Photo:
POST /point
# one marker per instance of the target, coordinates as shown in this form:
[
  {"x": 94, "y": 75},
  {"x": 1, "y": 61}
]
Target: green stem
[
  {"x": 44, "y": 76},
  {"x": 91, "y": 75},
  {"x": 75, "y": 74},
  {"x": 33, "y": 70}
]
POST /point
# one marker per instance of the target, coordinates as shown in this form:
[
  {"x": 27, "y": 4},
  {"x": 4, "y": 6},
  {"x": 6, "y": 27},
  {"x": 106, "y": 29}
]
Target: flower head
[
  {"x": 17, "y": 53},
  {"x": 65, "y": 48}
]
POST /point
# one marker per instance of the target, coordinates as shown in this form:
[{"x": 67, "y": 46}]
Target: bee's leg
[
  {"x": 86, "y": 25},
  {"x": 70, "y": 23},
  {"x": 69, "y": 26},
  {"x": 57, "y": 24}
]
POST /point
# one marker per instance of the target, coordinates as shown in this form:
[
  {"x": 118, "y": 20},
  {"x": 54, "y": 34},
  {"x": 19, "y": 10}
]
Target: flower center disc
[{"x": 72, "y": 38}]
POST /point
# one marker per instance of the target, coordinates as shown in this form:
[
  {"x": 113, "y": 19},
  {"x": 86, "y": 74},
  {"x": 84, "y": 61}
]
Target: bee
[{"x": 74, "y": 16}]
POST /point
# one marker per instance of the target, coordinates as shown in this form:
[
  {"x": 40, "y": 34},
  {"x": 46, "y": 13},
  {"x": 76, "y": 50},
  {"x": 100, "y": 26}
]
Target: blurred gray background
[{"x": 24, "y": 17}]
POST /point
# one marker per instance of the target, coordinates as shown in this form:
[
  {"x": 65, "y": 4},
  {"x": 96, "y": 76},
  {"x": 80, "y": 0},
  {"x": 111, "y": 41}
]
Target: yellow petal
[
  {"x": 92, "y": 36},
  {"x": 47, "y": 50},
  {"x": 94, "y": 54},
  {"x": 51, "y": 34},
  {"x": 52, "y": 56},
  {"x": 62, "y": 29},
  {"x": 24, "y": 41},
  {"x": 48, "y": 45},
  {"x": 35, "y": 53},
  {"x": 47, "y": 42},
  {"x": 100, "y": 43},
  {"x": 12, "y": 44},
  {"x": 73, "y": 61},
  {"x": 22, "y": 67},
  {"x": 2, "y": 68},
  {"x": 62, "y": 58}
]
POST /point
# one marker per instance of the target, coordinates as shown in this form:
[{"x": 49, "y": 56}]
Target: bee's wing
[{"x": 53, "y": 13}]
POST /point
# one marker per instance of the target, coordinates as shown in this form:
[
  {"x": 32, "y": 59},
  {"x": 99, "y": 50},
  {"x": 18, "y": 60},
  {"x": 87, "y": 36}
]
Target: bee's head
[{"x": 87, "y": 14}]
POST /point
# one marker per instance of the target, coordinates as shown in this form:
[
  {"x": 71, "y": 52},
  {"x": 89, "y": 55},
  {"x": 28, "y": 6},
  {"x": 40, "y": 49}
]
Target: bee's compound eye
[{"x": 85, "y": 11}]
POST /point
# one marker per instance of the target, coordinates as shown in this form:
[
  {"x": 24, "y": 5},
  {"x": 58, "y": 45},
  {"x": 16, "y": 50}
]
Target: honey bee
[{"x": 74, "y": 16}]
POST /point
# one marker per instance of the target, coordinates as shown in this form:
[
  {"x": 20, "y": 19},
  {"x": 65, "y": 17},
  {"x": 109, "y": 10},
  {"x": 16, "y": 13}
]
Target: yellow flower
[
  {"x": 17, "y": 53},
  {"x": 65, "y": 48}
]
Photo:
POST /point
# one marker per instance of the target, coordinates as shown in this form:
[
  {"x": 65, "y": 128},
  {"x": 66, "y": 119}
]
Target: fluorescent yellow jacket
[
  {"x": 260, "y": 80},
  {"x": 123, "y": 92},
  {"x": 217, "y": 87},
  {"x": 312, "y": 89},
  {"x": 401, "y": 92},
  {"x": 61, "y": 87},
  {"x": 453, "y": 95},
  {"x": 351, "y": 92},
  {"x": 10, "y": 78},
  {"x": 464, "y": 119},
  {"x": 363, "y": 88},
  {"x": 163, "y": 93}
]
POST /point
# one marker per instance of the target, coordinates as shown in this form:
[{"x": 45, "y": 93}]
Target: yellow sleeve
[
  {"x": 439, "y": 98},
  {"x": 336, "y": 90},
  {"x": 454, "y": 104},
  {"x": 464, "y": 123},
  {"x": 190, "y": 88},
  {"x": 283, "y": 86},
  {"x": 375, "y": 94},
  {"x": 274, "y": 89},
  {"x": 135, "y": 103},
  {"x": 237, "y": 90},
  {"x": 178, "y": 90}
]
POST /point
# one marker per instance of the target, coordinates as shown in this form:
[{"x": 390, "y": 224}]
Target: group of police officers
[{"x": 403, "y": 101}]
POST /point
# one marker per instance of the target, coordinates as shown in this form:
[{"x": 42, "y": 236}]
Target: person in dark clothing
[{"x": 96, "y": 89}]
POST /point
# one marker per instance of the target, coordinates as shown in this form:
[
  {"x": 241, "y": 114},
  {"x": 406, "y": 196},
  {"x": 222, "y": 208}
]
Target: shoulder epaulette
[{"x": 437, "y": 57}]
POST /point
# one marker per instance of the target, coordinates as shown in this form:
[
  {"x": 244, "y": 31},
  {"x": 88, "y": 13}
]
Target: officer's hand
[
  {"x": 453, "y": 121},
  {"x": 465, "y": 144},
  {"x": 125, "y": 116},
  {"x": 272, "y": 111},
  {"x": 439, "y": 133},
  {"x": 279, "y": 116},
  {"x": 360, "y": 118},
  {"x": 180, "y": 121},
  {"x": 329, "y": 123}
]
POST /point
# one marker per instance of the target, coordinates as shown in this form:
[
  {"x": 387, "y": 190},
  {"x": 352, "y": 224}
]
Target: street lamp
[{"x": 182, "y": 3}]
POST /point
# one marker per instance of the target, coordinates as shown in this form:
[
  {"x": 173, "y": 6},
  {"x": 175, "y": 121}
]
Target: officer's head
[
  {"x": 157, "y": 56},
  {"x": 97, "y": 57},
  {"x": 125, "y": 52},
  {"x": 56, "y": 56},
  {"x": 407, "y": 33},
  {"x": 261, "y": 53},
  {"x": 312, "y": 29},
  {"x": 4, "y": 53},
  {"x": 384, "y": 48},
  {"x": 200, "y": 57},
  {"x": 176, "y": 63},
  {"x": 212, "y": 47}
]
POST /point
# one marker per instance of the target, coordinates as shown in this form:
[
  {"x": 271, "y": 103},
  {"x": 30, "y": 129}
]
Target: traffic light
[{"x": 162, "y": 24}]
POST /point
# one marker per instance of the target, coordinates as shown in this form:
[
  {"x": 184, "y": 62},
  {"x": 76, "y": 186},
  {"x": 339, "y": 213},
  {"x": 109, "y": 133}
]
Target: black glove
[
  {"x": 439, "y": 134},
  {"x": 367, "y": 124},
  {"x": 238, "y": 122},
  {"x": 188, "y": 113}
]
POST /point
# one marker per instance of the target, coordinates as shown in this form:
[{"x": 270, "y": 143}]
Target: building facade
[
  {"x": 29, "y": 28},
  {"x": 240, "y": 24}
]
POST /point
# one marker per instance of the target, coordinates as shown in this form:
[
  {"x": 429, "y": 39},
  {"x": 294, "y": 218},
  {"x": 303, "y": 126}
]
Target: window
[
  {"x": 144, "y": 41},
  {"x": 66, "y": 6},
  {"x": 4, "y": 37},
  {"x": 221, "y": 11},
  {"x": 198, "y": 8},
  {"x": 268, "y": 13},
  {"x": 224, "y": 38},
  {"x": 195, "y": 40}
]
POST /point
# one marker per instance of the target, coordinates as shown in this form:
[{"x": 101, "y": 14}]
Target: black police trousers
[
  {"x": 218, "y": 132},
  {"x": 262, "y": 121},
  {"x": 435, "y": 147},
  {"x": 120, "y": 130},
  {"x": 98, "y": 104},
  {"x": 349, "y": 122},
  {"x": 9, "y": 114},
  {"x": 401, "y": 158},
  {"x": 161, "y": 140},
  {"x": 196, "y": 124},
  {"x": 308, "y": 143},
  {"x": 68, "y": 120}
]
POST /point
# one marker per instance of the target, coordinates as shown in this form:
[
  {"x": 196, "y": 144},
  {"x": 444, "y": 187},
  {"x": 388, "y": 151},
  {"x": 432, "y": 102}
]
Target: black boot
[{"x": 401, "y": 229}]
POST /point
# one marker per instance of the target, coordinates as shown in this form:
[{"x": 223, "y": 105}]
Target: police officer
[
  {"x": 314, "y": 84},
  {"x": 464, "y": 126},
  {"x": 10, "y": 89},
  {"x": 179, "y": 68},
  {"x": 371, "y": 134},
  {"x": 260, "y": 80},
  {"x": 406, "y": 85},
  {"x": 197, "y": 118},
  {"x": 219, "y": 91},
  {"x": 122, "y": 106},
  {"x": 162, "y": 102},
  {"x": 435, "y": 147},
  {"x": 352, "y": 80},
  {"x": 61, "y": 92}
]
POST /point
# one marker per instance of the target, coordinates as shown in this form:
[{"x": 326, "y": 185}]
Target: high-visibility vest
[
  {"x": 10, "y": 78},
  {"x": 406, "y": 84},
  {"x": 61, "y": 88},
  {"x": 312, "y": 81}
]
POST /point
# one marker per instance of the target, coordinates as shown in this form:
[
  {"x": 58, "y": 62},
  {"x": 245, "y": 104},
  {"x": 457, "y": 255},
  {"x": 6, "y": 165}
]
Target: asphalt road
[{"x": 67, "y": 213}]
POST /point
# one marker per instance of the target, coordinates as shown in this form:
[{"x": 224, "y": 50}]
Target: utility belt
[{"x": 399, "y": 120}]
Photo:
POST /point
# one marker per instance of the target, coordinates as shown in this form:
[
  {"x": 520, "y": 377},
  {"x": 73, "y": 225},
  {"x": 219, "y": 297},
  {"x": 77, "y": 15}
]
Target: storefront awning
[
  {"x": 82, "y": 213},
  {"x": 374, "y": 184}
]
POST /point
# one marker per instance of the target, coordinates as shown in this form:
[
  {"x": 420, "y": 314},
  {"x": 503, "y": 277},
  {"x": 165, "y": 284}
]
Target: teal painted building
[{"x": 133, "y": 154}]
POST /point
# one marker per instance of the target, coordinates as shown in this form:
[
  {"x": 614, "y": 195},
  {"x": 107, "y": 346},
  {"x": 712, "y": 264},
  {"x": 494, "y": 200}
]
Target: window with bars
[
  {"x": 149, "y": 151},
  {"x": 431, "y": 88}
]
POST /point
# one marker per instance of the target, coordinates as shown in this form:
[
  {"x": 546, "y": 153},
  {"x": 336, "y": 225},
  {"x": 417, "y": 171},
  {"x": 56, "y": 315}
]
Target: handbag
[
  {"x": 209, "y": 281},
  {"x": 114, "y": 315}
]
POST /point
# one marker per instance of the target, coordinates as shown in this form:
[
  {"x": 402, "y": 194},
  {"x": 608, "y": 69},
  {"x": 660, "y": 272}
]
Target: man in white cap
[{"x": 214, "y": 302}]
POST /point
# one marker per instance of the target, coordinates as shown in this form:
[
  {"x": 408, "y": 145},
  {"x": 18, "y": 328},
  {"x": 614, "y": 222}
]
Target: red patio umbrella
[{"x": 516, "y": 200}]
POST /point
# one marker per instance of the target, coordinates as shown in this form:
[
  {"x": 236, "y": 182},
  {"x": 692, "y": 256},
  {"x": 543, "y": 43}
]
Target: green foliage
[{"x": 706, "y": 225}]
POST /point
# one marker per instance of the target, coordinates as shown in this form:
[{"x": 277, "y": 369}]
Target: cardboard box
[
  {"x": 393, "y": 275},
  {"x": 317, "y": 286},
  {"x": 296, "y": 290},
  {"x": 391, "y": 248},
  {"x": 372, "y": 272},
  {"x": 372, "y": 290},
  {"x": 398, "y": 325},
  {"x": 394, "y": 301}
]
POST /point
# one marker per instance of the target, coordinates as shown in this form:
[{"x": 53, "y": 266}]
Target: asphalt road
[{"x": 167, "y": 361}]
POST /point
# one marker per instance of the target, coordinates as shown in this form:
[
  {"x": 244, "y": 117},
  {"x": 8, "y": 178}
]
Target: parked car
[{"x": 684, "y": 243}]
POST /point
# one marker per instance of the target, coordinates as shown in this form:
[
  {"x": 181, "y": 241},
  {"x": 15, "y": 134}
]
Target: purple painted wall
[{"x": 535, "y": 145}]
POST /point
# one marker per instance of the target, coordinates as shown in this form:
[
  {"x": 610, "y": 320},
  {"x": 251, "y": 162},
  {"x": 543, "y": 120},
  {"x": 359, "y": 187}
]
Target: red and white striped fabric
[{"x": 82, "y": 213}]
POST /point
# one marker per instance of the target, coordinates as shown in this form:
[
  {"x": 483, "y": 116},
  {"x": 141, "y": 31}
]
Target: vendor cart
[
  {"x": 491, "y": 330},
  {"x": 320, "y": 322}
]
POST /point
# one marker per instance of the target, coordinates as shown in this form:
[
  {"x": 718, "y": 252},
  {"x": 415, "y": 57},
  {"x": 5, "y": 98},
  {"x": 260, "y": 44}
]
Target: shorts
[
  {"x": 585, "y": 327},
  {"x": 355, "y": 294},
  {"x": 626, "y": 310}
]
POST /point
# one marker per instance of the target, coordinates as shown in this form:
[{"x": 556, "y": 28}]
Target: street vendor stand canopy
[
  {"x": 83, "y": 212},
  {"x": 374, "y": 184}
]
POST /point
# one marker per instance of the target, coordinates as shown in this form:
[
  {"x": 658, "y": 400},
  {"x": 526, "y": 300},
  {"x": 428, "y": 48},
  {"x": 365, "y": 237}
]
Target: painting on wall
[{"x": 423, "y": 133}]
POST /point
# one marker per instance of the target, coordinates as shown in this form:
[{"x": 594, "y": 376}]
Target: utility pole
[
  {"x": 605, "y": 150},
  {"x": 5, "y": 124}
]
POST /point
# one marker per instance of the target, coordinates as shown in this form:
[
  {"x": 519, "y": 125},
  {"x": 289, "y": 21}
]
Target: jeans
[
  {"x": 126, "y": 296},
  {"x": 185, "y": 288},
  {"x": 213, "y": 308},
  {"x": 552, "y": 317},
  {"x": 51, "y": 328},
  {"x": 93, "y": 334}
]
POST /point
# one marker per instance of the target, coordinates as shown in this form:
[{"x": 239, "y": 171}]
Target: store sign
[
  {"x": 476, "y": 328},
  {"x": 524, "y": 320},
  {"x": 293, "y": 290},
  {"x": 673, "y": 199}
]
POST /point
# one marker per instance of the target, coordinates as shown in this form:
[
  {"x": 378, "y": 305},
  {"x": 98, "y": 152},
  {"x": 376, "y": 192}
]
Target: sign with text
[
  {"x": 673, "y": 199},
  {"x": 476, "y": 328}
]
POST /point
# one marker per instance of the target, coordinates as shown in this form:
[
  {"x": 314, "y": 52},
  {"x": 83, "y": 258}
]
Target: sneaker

___

Pick out each line of the data above that contains the word "with", and copy those lines in order.

Exercise answer:
Target: window with bars
Target: sign with text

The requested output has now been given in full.